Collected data
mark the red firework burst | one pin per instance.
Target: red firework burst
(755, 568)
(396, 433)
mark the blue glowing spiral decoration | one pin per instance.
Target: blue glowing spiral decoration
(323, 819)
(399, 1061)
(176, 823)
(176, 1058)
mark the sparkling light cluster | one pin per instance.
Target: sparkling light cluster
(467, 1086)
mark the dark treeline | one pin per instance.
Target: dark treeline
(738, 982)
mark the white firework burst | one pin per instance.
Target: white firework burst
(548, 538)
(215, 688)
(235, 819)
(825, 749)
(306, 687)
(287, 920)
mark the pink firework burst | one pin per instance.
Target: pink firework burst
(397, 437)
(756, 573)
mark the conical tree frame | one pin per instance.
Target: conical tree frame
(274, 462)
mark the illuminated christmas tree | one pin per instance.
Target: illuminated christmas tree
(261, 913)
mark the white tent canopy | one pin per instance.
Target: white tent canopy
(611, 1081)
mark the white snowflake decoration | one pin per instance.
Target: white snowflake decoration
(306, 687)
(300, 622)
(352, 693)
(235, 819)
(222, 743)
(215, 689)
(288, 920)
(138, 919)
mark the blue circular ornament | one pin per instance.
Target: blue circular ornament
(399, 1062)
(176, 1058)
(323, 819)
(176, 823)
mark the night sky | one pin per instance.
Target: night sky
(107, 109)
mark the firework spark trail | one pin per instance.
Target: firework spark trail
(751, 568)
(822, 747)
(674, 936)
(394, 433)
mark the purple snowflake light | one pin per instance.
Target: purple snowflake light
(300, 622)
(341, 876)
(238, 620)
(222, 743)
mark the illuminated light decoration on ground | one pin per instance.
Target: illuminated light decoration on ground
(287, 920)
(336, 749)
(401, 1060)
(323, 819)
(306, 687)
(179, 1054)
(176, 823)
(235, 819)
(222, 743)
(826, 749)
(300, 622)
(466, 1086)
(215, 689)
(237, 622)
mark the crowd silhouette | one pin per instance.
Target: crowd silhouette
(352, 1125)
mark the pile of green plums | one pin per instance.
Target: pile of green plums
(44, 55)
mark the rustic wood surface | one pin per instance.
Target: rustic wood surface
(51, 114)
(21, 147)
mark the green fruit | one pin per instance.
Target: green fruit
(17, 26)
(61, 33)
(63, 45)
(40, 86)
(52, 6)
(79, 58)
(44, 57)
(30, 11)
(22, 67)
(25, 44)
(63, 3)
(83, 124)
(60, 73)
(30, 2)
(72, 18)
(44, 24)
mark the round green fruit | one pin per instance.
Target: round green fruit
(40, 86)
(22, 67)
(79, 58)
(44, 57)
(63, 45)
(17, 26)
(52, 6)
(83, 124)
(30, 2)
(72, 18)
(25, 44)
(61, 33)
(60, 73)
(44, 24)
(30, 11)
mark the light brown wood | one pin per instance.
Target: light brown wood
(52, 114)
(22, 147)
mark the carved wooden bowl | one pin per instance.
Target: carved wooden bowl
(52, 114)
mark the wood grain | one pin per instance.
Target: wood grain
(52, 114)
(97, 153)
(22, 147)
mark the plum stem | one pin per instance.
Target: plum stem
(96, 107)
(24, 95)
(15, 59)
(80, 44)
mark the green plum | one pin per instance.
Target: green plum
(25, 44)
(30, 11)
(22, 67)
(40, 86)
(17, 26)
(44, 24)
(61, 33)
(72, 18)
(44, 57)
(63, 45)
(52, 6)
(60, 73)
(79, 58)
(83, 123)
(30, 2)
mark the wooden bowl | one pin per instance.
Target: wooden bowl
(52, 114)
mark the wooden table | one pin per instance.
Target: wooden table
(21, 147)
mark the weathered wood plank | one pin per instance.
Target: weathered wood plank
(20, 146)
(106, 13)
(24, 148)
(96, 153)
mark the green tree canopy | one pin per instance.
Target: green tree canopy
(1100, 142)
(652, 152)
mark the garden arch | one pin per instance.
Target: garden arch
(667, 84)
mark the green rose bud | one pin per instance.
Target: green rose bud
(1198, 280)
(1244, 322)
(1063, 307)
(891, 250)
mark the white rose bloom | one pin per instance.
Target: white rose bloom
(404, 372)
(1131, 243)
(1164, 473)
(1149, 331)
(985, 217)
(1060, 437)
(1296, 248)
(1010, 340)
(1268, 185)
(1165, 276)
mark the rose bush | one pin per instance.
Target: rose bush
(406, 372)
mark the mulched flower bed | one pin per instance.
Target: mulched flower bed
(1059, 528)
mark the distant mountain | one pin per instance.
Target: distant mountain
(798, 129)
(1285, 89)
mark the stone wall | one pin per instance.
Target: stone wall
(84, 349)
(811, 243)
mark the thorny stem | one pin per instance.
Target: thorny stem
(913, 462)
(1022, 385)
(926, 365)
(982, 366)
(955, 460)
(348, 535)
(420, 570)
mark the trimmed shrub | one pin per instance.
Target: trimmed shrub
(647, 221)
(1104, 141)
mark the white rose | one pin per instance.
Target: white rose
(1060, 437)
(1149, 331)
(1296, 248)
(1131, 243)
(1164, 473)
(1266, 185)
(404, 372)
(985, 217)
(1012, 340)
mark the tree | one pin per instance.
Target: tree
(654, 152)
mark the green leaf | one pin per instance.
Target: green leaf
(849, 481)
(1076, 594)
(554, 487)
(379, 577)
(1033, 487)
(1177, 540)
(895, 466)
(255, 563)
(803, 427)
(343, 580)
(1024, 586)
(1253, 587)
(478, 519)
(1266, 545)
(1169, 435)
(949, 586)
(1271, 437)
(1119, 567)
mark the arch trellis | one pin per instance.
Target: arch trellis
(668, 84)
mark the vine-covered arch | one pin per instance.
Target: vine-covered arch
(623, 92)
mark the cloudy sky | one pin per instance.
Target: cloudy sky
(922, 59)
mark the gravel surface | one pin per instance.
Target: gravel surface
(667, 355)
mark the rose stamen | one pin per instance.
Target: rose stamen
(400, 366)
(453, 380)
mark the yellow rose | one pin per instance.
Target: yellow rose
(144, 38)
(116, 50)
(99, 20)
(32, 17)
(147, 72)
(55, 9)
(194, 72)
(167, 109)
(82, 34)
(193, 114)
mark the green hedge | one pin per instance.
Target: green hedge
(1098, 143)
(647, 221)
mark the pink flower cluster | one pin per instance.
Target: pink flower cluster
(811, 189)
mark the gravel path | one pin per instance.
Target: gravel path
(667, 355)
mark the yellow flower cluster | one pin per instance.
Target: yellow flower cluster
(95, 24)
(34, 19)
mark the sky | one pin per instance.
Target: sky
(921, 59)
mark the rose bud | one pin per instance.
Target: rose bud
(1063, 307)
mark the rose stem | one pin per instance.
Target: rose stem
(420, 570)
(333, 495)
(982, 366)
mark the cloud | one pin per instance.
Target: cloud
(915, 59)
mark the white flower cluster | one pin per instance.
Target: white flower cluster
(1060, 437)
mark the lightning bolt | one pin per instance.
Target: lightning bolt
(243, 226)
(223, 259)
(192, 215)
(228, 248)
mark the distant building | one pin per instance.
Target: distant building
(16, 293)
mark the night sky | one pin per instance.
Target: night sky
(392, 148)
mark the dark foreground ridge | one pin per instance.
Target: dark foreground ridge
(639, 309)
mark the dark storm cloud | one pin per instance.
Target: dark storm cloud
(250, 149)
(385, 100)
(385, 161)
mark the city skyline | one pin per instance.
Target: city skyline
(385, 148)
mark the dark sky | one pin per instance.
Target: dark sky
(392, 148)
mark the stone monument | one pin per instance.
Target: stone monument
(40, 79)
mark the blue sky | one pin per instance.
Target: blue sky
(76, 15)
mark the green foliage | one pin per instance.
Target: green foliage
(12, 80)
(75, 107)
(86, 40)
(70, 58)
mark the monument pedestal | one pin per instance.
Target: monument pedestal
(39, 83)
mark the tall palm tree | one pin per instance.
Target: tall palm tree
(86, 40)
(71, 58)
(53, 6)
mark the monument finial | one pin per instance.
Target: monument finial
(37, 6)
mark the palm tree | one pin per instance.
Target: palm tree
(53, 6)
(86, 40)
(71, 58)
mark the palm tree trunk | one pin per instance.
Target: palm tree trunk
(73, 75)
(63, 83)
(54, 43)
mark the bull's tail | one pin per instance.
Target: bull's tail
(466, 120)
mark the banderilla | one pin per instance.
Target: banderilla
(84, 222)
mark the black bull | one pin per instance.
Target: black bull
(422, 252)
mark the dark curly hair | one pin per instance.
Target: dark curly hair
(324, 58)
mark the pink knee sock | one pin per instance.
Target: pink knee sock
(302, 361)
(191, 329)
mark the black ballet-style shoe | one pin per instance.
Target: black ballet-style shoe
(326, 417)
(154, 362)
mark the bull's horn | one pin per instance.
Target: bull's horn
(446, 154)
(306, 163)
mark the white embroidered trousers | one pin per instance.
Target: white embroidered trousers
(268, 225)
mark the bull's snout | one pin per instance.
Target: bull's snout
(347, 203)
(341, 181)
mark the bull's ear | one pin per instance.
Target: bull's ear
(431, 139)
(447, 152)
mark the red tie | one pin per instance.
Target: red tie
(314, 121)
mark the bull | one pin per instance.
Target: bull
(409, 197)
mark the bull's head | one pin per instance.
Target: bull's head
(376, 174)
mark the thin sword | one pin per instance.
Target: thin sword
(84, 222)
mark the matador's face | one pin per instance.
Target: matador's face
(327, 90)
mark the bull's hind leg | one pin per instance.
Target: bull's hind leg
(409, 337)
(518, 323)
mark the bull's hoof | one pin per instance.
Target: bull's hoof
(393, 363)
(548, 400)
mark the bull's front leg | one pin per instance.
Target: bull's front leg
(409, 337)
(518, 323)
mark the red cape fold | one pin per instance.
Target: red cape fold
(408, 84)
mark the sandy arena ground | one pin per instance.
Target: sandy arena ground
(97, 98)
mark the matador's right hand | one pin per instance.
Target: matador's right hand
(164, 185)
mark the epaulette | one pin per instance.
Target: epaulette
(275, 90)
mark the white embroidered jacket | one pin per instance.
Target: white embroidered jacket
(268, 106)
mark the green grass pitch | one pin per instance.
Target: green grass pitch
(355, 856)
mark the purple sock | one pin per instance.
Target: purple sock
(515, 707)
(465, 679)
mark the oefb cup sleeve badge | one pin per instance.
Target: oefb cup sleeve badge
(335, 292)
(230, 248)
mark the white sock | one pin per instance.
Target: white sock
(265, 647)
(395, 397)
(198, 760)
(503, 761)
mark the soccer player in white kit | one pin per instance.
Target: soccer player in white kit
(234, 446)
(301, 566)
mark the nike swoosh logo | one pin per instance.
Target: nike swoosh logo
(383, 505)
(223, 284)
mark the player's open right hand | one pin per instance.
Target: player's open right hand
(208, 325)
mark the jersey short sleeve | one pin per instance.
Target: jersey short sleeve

§ **DIRECTIONS FOR THIS TASK**: Copy the lines starting with the line with "mark the green rose" and going on through the line with "(1059, 528)", replacing "rose bush" with "shrub rose" and leaving everything else unchanged.

§ **IN RESPONSE**:
mark the green rose bud | one pin per instance.
Target: green rose bud
(1198, 280)
(1244, 322)
(1063, 307)
(891, 250)
mark the white rose bloom | one pin per instance.
Target: white rose bloom
(404, 372)
(1131, 243)
(1164, 473)
(1149, 331)
(985, 217)
(1060, 437)
(1296, 248)
(1010, 340)
(1268, 185)
(1165, 276)
mark the shrub rose | one pin per instance.
Target: shrub rose
(406, 372)
mark the mulched flower bed | one pin per instance.
Target: mulched flower bed
(1059, 528)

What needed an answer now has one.